__Page text__:
I too am in the clock restoration and repair business and have been for fifty or more years. I tried nano-oil shortly after it was available and tested it as a lubricant for the ball bearings in an Opus 3 Cantus clone. While the cleaned and freshly lubed bearings ran very smoothly there was just enough drag that the arm would not track anywhere as well as the ceramic bearings well cleaned and run dry. I ran the nano-oiled bearings long enough that the buckyballs AKA Bukminsterfullerenes would plate onto the bearing surfaces and provide lubrication even after the oil carrier was gone as advertised. With subsequent cleaning of the bearings and running them dry they still were not as free running as untreated bearings clean and run dry.
As far as clocks go, the only nano-oil I have used is #5 weight. Clocks of lesser quality, old American brass movements, cuckoo clocks, modern German mass produced movements etc., in spite of the superior lubrication of the nano-oil I kept getting returns after a year or less. Using good old clock oil on them the call backs went away with many of these clocks running well past 5 years and not needing service. Maybe the heavier weight now available will correct this problem. I'm not up for trying again just yet.
BillG
Interesting. I came into the nano oil after they had the 10 and 85 weight available. From what I see of others, they tended to use 5 weight for every single solitary arbor. T1/S1/C1 all the way to the verge/pallets and fly's. I wasn't able to find any real engineering resources detailing the viscosity needed vs the normal pinion/pivot force, I would have expected some kind of normal force vs viscosity graphs to allow the best selection of viscosity for the shear speeds. For now, I use 85 at the springs/weights and 2nd wheel, and 10 for the balance of the arbors. For platform escapements, I'll drop to the 5 weight. I waffle on verge/pallet and sometimes the escape wheels.

__Stored data__:
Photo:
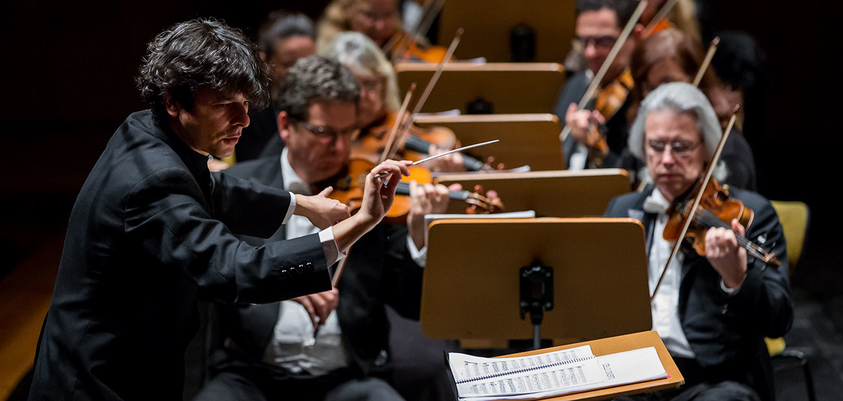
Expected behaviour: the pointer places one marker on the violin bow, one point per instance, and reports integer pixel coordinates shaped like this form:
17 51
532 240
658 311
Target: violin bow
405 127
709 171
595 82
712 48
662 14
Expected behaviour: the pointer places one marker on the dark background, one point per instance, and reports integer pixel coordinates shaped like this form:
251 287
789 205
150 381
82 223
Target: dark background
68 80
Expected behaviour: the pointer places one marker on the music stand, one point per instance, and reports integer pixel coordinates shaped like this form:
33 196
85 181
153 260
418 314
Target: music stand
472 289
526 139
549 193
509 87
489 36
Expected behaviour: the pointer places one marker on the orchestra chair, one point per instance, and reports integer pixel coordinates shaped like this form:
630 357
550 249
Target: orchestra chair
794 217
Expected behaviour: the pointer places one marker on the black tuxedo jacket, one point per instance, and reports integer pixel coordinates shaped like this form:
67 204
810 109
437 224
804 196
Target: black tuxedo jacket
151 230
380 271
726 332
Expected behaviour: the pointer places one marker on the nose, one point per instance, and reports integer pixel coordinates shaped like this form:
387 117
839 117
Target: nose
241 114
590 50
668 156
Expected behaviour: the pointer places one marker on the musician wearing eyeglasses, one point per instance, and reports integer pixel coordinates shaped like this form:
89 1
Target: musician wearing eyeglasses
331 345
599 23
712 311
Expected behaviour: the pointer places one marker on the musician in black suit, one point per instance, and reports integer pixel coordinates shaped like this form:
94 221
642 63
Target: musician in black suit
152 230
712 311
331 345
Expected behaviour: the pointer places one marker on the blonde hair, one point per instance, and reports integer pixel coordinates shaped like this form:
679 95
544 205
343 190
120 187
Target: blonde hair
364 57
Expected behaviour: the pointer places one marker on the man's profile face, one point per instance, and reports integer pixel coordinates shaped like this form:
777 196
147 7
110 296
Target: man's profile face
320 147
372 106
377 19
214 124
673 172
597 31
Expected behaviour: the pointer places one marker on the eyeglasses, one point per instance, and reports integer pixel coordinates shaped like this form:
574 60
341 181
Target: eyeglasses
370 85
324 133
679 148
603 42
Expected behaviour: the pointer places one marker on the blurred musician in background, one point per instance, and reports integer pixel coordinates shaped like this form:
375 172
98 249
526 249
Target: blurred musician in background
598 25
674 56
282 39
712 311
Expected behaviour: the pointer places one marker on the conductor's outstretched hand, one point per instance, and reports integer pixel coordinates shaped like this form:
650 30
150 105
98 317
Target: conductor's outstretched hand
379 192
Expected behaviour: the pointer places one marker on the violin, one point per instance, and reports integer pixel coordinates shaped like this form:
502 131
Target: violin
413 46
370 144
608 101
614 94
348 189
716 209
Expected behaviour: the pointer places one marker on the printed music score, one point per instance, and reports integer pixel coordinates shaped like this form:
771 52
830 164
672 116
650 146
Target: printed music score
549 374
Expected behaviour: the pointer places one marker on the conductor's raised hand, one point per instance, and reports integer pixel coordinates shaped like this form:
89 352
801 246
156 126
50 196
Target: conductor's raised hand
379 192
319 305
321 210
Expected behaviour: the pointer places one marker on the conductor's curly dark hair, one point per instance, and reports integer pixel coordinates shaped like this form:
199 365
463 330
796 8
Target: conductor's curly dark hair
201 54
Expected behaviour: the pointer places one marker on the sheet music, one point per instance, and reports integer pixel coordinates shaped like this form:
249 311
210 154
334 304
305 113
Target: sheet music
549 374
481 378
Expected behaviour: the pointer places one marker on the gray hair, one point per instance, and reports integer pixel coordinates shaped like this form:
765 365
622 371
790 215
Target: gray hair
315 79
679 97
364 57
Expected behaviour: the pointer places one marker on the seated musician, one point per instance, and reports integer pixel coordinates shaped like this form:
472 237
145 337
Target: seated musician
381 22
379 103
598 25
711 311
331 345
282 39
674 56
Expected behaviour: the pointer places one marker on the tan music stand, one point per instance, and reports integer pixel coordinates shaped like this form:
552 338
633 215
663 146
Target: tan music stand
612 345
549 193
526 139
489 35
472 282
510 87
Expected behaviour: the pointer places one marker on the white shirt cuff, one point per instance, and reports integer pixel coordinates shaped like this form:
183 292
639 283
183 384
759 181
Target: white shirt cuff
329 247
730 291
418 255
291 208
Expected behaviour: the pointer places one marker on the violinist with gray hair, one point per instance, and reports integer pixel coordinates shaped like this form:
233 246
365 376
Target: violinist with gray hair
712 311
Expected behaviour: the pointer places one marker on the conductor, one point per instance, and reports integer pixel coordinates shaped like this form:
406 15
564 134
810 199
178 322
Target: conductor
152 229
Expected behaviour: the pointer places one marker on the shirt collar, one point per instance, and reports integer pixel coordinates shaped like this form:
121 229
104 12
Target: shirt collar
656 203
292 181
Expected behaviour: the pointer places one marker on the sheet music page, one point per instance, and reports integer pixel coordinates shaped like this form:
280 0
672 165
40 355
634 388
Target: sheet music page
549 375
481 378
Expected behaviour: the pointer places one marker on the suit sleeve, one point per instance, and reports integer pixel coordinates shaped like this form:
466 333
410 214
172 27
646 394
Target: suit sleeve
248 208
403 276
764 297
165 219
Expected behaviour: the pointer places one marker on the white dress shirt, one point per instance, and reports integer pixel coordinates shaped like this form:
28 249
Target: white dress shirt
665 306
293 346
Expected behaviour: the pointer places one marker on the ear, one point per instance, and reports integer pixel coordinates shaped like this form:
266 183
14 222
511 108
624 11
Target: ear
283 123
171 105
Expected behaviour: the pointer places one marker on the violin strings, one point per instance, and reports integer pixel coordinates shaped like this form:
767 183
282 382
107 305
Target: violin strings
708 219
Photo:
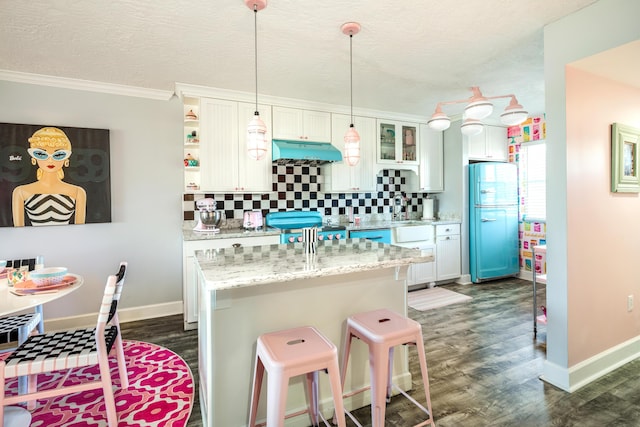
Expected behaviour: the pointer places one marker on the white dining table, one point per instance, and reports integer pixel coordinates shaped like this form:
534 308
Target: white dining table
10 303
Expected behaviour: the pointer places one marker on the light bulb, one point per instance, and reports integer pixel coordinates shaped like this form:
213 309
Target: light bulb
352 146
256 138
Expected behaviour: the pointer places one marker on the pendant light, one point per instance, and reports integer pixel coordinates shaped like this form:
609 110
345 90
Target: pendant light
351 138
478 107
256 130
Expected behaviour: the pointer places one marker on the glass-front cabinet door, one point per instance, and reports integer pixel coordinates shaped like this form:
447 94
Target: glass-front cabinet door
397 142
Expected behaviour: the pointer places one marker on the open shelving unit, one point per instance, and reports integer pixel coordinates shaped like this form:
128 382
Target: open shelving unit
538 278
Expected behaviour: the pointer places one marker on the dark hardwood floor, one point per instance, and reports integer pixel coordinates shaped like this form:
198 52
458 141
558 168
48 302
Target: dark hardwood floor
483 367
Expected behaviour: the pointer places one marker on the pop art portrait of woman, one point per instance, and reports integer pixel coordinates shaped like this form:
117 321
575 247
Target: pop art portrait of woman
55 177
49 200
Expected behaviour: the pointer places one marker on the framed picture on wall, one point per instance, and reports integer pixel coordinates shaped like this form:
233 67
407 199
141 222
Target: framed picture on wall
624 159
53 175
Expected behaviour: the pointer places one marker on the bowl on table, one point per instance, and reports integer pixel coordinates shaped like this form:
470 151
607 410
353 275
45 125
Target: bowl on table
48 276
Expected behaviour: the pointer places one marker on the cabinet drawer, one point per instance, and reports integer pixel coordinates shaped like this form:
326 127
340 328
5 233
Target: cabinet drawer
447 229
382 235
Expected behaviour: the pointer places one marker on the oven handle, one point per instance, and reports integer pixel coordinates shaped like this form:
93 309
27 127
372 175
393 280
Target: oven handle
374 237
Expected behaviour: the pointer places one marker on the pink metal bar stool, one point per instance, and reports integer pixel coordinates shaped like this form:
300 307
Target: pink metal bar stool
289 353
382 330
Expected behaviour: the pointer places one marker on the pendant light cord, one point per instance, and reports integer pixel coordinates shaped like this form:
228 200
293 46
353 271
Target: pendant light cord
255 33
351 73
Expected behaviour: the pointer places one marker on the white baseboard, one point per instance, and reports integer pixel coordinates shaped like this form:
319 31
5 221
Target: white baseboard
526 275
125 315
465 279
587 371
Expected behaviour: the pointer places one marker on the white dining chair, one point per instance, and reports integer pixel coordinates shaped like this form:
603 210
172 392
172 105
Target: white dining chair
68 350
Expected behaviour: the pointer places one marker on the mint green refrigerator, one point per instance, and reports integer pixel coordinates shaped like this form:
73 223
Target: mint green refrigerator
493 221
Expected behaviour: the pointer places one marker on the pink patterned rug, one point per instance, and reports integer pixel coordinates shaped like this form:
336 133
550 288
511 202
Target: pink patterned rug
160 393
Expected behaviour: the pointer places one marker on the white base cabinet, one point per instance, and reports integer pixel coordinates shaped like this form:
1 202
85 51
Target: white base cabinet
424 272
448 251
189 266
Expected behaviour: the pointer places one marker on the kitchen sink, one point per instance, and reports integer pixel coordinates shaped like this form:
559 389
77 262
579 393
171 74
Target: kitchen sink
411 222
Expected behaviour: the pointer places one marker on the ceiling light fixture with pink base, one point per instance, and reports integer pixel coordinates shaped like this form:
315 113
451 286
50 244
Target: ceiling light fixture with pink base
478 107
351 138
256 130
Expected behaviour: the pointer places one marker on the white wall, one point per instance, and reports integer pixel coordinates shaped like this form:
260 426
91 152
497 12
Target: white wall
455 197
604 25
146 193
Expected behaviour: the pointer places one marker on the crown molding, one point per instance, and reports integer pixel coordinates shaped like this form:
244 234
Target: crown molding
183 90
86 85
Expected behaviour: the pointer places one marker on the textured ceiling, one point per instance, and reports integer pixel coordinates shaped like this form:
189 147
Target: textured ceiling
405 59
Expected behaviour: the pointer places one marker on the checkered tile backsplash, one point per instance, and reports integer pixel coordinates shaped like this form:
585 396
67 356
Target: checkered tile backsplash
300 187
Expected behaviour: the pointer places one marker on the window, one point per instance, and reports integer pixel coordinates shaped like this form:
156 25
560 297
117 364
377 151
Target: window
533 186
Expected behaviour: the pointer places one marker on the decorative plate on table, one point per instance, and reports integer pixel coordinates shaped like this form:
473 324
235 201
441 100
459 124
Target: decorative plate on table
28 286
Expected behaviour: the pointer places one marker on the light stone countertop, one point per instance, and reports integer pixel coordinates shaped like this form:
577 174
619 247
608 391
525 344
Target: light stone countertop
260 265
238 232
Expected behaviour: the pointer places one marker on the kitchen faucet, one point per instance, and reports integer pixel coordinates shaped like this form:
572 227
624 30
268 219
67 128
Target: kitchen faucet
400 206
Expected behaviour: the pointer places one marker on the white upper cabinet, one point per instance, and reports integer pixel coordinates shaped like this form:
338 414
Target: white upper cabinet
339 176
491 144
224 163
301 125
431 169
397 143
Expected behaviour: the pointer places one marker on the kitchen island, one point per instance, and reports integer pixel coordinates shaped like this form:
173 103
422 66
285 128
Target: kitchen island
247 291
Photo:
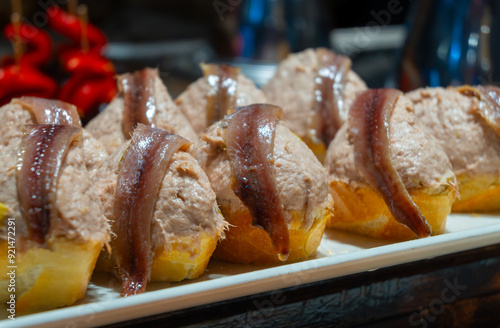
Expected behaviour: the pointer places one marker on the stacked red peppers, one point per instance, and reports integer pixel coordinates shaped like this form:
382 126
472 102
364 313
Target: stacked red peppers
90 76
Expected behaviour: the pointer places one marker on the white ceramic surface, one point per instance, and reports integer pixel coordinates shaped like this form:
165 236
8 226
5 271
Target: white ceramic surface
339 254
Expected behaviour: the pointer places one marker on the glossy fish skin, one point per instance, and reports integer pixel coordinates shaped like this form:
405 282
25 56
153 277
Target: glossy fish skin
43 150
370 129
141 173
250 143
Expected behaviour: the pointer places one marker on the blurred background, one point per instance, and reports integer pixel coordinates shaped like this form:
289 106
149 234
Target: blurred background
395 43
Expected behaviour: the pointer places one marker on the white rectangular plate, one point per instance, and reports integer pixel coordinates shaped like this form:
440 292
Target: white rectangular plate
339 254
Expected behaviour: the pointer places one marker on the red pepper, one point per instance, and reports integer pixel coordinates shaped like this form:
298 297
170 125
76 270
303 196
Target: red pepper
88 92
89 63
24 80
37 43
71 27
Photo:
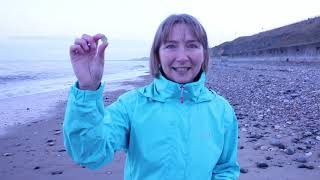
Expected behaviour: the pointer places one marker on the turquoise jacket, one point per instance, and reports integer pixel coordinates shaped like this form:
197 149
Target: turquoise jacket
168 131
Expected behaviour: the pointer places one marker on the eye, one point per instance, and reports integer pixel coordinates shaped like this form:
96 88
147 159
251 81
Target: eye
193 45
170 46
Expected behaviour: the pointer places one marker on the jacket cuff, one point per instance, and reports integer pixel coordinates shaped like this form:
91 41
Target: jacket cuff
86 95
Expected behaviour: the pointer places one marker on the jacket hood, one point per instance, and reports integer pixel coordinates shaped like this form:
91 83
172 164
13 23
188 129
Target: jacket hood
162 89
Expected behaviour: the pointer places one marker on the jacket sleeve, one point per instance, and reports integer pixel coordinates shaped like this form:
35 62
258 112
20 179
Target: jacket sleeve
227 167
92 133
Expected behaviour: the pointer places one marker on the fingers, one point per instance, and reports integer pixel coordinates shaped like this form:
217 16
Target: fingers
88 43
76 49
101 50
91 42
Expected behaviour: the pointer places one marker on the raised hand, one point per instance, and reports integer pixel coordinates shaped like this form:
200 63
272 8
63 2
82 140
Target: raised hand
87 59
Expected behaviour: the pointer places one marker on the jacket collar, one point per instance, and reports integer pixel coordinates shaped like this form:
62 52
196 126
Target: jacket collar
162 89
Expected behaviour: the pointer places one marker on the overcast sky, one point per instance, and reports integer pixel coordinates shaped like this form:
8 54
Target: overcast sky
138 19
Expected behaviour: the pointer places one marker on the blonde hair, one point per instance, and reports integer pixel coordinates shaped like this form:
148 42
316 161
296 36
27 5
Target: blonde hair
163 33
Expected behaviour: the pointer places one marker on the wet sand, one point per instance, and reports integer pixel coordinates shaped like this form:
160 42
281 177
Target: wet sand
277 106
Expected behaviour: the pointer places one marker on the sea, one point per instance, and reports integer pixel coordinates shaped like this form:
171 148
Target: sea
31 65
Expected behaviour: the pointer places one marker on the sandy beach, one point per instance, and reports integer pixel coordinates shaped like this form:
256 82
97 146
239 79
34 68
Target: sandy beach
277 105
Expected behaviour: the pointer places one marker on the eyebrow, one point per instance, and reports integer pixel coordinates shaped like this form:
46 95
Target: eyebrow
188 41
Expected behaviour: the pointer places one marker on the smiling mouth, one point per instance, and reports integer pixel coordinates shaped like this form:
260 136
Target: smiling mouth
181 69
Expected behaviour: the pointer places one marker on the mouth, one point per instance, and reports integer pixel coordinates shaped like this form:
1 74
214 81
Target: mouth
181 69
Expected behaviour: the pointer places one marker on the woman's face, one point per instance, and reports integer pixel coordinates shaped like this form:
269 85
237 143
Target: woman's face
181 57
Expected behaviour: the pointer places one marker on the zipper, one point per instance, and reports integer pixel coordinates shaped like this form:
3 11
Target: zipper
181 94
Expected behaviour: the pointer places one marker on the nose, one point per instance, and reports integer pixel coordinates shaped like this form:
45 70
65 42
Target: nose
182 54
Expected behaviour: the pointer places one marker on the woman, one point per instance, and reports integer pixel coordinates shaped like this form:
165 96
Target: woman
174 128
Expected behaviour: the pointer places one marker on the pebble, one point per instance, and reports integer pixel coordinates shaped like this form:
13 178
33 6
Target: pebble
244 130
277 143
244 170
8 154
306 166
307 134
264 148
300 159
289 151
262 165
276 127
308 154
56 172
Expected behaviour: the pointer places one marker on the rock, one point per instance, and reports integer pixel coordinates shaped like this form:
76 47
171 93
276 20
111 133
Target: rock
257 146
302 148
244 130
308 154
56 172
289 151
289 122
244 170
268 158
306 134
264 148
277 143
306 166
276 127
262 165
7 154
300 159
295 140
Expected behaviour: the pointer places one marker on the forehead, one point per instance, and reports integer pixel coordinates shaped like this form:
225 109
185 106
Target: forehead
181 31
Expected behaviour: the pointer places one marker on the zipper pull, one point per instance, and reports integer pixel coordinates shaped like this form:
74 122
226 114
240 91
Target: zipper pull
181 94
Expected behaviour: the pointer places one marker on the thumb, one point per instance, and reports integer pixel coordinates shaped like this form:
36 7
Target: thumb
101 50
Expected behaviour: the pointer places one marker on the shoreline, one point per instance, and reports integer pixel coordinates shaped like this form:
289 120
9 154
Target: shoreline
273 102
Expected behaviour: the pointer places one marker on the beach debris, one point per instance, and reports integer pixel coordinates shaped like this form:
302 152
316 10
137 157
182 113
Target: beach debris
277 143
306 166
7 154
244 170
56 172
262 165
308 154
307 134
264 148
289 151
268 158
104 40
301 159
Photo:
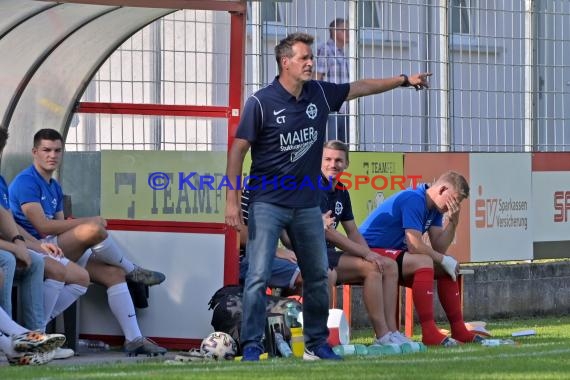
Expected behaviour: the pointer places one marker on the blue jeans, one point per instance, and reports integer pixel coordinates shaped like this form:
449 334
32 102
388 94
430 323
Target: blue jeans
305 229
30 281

__Written exercise A__: Using the nano-oil thread, answer yes or no for each statement, and quote the words that decide it: (i) The writer of the first post tested nano-oil on the ball bearings of an Opus 3 Cantus clone. (ii) For clocks, the writer of the first post used only the 10 weight nano-oil. (iii) The reply uses 85 weight for platform escapements.
__Written exercise B__: Write out the part of the nano-oil thread starting with "As far as clocks" and going on through "again just yet.".
Work only from the nano-oil thread.

__Exercise solution A__:
(i) Yes: "tested it as a lubricant for the ball bearings in an Opus 3 Cantus clone"
(ii) No: "the only nano-oil I have used is #5 weight"
(iii) No: "For platform escapements, I'll drop to the 5 weight."

__Exercise solution B__:
As far as clocks go, the only nano-oil I have used is #5 weight. Clocks of lesser quality, old American brass movements, cuckoo clocks, modern German mass produced movements etc., in spite of the superior lubrication of the nano-oil I kept getting returns after a year or less. Using good old clock oil on them the call backs went away with many of these clocks running well past 5 years and not needing service. Maybe the heavier weight now available will correct this problem. I'm not up for trying again just yet.